REQUIREMENT: Convert the rows into a JSON list of strings, one string per line, starting at the first row and ending at the line that contains "138 1 260 110". Omit blank lines and leave the pictures out.

Extracted records:
______

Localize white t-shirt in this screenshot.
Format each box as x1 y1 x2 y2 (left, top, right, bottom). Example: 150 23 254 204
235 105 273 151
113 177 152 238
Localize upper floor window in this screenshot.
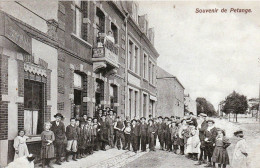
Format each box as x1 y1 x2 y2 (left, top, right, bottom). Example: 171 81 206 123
95 8 105 33
132 3 138 22
143 54 148 79
74 0 82 37
111 22 118 44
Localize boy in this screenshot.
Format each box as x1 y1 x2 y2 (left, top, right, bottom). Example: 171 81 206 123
66 118 78 162
114 116 125 150
140 117 147 152
131 119 139 153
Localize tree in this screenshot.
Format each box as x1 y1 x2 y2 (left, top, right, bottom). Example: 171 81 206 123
223 91 248 122
196 97 217 116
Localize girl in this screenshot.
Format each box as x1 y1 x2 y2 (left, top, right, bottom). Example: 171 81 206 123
124 121 131 151
212 129 230 168
41 122 55 167
14 130 29 159
232 130 248 168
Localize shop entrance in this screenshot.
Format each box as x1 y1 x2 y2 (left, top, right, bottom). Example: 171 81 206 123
24 79 44 135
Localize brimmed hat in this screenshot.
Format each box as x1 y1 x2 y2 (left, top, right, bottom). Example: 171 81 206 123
54 113 64 118
207 120 215 124
234 130 244 136
140 117 146 120
199 113 207 117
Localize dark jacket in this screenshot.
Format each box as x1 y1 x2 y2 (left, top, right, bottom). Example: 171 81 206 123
131 124 140 136
66 125 78 141
51 121 65 143
139 123 147 137
205 127 218 143
199 121 208 141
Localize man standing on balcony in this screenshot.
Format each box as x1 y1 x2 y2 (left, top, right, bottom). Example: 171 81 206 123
104 30 115 44
51 113 65 165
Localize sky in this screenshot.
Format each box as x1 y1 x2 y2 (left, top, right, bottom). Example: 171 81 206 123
138 1 260 110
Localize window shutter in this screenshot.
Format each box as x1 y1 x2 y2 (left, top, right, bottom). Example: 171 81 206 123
81 1 89 41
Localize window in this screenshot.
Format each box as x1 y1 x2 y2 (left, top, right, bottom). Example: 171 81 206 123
24 79 44 135
74 0 82 37
111 22 118 44
143 54 148 79
95 8 105 33
128 41 134 70
134 91 138 116
134 46 139 73
149 61 152 82
132 3 138 22
128 89 133 118
143 94 147 117
74 73 82 88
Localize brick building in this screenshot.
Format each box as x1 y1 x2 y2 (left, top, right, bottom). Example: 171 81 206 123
184 94 197 115
156 67 185 117
0 1 159 166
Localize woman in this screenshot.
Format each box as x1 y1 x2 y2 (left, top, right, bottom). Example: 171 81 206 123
232 130 248 168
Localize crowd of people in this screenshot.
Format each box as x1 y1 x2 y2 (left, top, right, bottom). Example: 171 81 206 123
9 108 250 168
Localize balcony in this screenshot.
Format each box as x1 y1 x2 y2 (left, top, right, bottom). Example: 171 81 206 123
92 35 119 75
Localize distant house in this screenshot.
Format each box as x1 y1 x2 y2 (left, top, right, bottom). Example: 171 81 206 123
156 67 185 117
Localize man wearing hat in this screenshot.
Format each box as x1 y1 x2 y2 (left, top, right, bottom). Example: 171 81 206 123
140 117 147 152
157 116 165 150
204 120 218 167
195 113 208 165
51 113 66 165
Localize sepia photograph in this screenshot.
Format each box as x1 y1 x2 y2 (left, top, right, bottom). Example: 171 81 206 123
0 0 260 168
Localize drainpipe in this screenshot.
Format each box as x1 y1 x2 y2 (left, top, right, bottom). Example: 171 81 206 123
124 13 129 117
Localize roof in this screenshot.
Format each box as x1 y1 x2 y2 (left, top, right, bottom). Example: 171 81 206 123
157 66 185 89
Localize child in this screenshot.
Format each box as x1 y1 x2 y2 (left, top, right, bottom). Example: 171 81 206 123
170 121 178 154
147 119 156 151
212 129 230 168
131 119 139 153
65 118 78 162
124 121 131 151
232 130 248 168
41 122 55 167
84 117 93 154
77 121 85 159
14 130 29 159
186 125 200 161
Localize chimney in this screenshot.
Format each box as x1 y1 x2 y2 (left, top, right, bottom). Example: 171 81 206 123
148 28 154 45
138 14 148 35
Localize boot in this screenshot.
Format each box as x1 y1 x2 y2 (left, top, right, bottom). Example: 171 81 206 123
65 151 70 162
72 152 78 161
204 162 212 167
195 160 202 165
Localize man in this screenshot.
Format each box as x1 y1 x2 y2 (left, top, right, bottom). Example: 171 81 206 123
131 119 139 153
204 120 218 167
157 116 165 150
66 118 78 162
99 115 109 151
107 110 115 148
195 113 208 165
114 116 125 150
139 117 147 152
51 113 66 165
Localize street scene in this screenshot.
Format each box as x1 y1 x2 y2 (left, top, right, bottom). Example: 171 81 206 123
0 0 260 168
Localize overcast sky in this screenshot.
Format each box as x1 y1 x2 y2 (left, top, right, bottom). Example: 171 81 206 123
139 1 260 109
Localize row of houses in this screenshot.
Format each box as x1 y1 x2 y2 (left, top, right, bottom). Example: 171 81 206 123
0 0 195 166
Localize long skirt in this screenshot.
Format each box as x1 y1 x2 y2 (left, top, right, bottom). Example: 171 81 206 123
212 146 229 165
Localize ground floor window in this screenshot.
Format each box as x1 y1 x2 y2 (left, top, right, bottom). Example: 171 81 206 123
24 79 44 135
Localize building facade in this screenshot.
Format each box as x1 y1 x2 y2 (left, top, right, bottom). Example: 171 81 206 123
184 94 197 115
156 67 185 117
0 0 159 166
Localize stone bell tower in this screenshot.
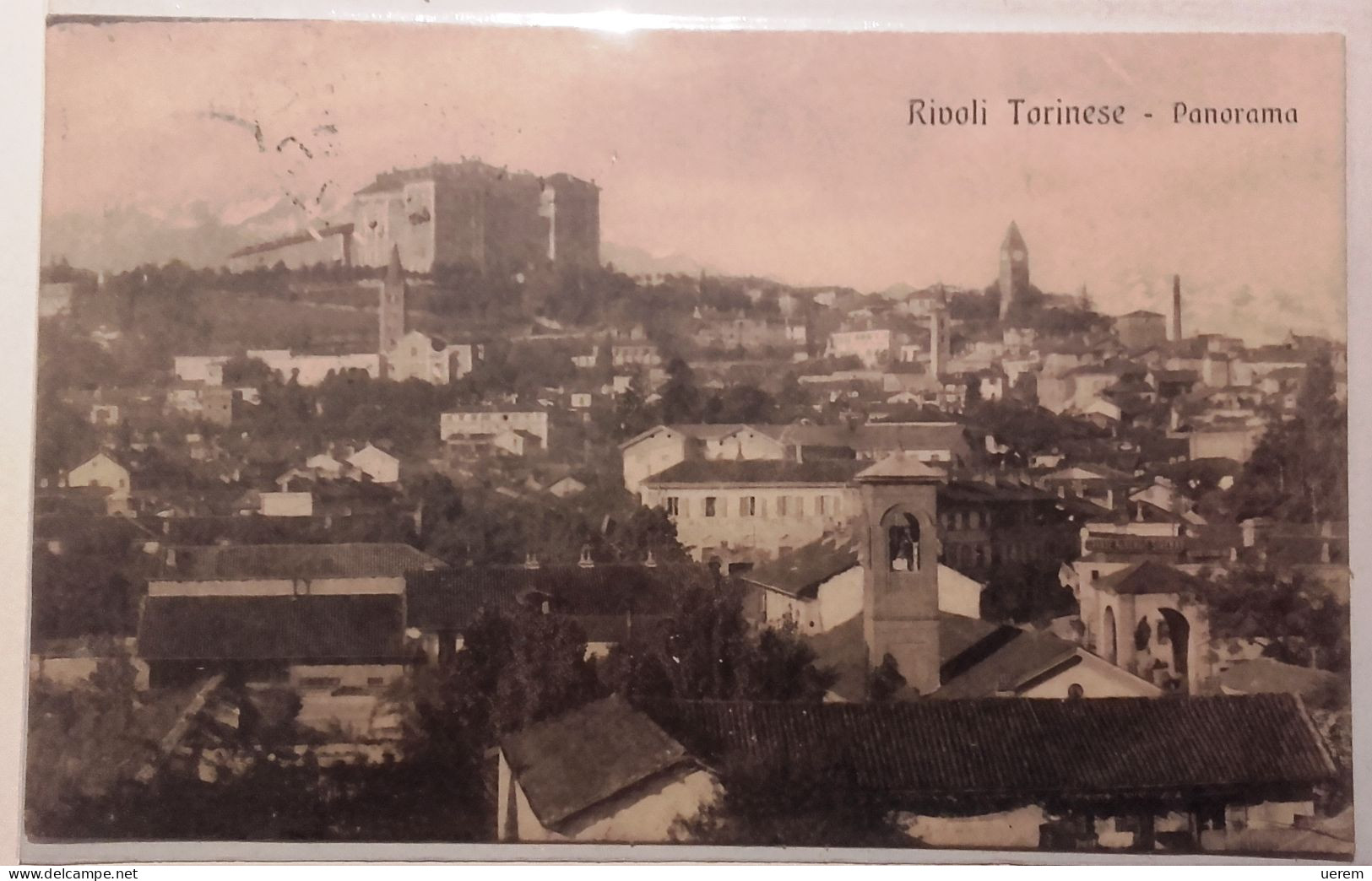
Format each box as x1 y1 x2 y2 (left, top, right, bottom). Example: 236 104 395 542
856 453 946 697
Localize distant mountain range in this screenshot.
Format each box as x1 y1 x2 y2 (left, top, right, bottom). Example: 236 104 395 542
40 197 340 272
41 197 719 276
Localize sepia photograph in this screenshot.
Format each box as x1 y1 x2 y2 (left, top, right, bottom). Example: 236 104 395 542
22 17 1354 862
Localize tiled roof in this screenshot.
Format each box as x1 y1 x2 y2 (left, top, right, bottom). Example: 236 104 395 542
158 543 445 581
648 695 1337 802
138 594 404 662
931 629 1077 700
229 224 353 259
1213 657 1348 700
501 695 690 829
1095 559 1205 596
856 451 948 483
643 458 867 486
404 564 700 631
742 538 858 600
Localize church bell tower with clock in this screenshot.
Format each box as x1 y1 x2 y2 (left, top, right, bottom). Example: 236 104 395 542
999 221 1029 322
854 453 948 699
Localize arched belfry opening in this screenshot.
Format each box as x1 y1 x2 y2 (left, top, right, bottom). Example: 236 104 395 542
854 453 946 699
887 512 920 572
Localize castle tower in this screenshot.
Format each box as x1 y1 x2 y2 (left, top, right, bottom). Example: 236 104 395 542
1172 276 1181 343
856 453 946 697
377 244 404 359
999 221 1029 322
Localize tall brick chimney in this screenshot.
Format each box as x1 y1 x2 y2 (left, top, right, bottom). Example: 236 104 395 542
1172 276 1181 342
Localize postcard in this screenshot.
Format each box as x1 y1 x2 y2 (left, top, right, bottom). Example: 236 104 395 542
24 17 1354 862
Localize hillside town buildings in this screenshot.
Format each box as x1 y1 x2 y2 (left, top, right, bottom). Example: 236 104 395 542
35 194 1352 852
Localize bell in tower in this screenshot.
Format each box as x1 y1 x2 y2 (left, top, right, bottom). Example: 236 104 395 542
997 221 1029 322
856 453 946 697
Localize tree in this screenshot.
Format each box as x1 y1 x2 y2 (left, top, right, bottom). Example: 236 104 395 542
1205 568 1352 673
661 358 701 423
682 743 917 846
605 574 837 701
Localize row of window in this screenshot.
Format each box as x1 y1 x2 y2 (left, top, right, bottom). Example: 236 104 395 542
942 542 1037 565
663 495 843 517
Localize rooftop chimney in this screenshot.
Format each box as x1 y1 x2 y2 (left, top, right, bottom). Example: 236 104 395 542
1172 276 1181 343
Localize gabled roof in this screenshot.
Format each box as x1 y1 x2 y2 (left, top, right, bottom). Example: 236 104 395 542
501 695 690 829
404 563 686 633
619 423 744 450
648 695 1337 804
742 538 858 600
931 630 1077 700
1043 462 1135 483
643 458 865 486
229 224 353 259
1096 559 1205 596
138 594 404 662
156 542 445 581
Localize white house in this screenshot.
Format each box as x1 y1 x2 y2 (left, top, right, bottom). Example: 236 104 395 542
437 409 549 447
171 355 229 386
347 443 401 483
825 328 892 366
261 493 314 517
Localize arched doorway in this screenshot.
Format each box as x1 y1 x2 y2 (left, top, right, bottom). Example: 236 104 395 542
887 513 919 572
1158 609 1191 689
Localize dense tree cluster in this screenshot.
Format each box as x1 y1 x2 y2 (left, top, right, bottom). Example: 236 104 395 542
1229 357 1348 523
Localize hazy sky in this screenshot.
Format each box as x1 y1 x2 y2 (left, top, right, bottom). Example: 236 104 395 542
44 22 1345 339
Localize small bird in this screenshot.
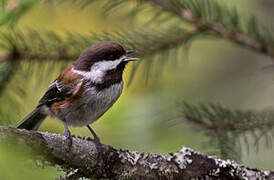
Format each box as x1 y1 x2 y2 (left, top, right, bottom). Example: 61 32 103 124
17 41 138 151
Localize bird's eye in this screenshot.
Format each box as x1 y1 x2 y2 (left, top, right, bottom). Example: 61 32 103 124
109 54 114 59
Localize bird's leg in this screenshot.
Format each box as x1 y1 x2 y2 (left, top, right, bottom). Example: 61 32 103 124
63 121 72 151
87 125 102 160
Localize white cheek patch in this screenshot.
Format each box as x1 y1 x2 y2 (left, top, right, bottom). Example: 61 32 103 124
73 56 124 83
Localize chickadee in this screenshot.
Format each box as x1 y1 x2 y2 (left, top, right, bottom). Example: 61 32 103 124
17 41 138 151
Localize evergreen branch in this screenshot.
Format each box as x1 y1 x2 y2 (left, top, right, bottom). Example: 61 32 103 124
147 0 274 57
0 127 274 179
107 0 274 57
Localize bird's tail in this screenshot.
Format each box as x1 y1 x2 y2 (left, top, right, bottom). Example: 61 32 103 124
17 107 47 130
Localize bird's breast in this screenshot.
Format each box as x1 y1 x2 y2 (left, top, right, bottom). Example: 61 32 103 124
63 81 123 126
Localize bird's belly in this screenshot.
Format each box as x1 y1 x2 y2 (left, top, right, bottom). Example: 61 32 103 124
64 81 123 126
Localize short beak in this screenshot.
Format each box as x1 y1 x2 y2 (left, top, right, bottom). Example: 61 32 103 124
123 50 139 62
123 57 139 62
126 49 135 55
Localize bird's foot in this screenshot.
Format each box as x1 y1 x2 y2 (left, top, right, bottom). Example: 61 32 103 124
87 125 103 162
64 127 72 152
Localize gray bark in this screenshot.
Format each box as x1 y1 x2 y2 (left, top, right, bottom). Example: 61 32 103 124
0 127 274 179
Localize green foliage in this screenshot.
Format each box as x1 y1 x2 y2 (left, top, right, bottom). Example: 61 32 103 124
179 102 274 160
0 0 38 27
0 0 274 176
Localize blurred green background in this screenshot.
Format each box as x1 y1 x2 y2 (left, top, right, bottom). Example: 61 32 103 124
0 0 274 180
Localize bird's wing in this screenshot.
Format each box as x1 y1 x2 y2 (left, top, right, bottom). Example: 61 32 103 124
38 67 84 106
38 80 73 106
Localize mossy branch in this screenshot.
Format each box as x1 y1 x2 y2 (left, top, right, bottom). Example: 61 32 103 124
0 127 274 179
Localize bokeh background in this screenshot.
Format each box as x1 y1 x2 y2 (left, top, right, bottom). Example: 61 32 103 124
0 0 274 180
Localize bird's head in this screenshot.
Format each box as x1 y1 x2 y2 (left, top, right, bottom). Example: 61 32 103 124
73 41 138 72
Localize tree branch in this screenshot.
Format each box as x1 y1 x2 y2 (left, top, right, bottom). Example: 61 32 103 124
0 127 274 179
148 0 274 57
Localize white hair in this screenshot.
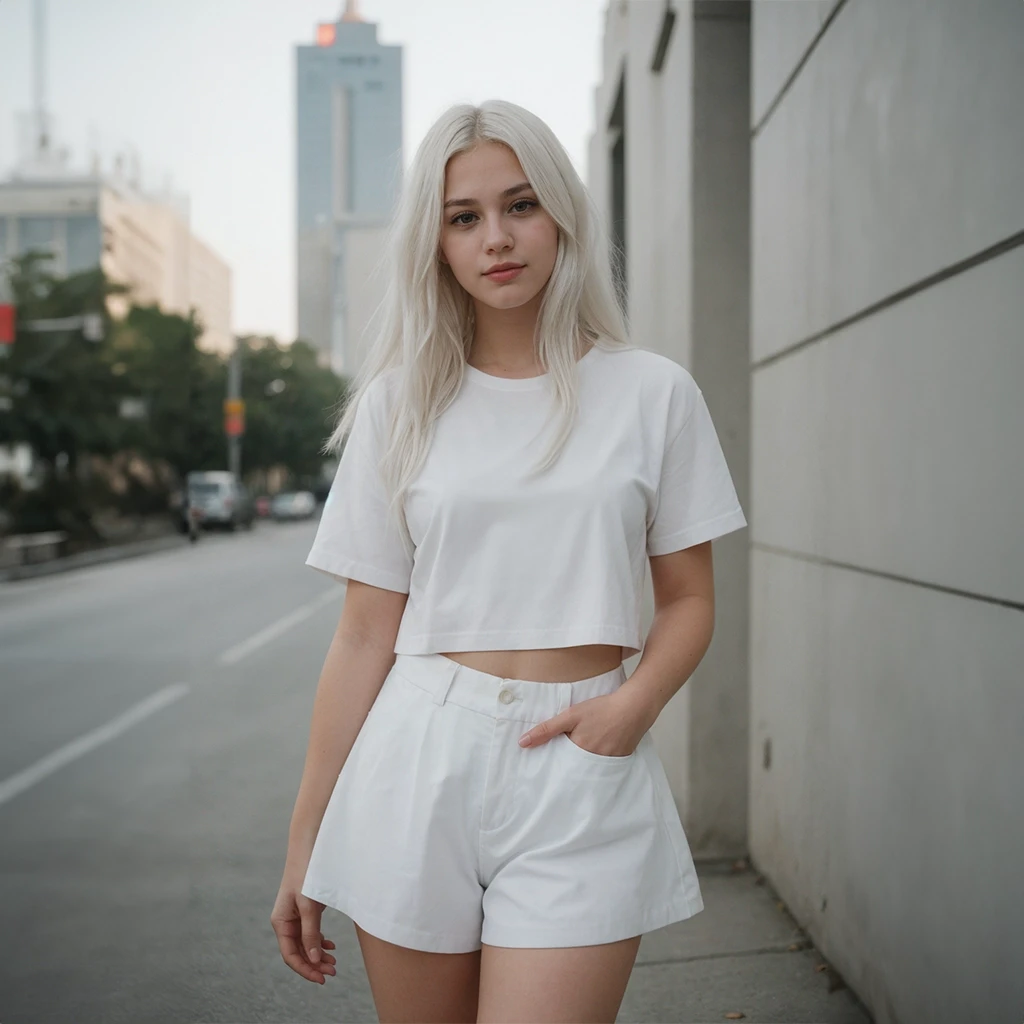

______

FINAL RESULT:
[
  "Localize white t-shirt in this screenshot.",
  "Format each box as x1 y1 x2 y2 (left, top, right, bottom). Example: 150 23 254 204",
  "235 105 273 151",
  "113 177 152 238",
  "Localize upper floor window in this screenshot.",
  "Format each box as x1 y1 x2 y2 (left, top, right, bottom). Example: 171 81 206 123",
  "95 8 105 33",
  "132 3 138 22",
  "143 54 148 79",
  "74 0 82 37",
  "111 22 118 44",
  "Localize boy in this screenshot.",
  "Format each box as x1 y1 x2 y2 (left, top, right, bottom). Example: 171 81 206 123",
  "66 118 78 162",
  "114 116 125 150",
  "140 117 147 152",
  "131 119 139 153",
  "Localize tree in this screenshot.",
  "Format each box as x1 y1 x2 y2 (left, top, right, bottom). Example: 171 81 206 123",
  "223 91 248 122",
  "196 97 217 116",
  "Localize girl in this screenshot.",
  "Format each box as x1 y1 x2 y2 (left, top, right, bottom). Example: 171 81 206 123",
  "124 121 131 151",
  "212 129 230 168",
  "41 122 55 167",
  "14 130 29 159",
  "232 130 248 168",
  "Localize shop entrance in this screenshot.",
  "Format each box as x1 y1 x2 y2 (left, top, right, bottom). Example: 171 81 206 123",
  "24 79 44 135",
  "Localize brimmed hat in this screenshot.",
  "Format each box as x1 y1 x2 y2 (left, top, right, bottom). Example: 171 81 206 123",
  "54 113 64 118",
  "207 120 215 124",
  "234 130 244 136",
  "140 117 146 120",
  "199 113 207 117",
  "Localize dark jacket in this screenshot.",
  "Format each box as x1 y1 x2 y2 (left, top, right, bottom). Example: 171 81 206 123",
  "131 124 140 136",
  "66 125 78 141",
  "51 121 65 143",
  "139 123 147 137",
  "205 127 218 143",
  "199 121 208 141",
  "Localize man standing on balcony in this screenshot.",
  "Format each box as x1 y1 x2 y2 (left, top, right, bottom). Example: 171 81 206 123",
  "104 30 115 44",
  "51 113 65 165",
  "Localize sky in this screenshot.",
  "Format each box as x1 y1 x2 y2 (left, top, right, bottom). Example: 171 81 206 123",
  "138 1 260 110"
]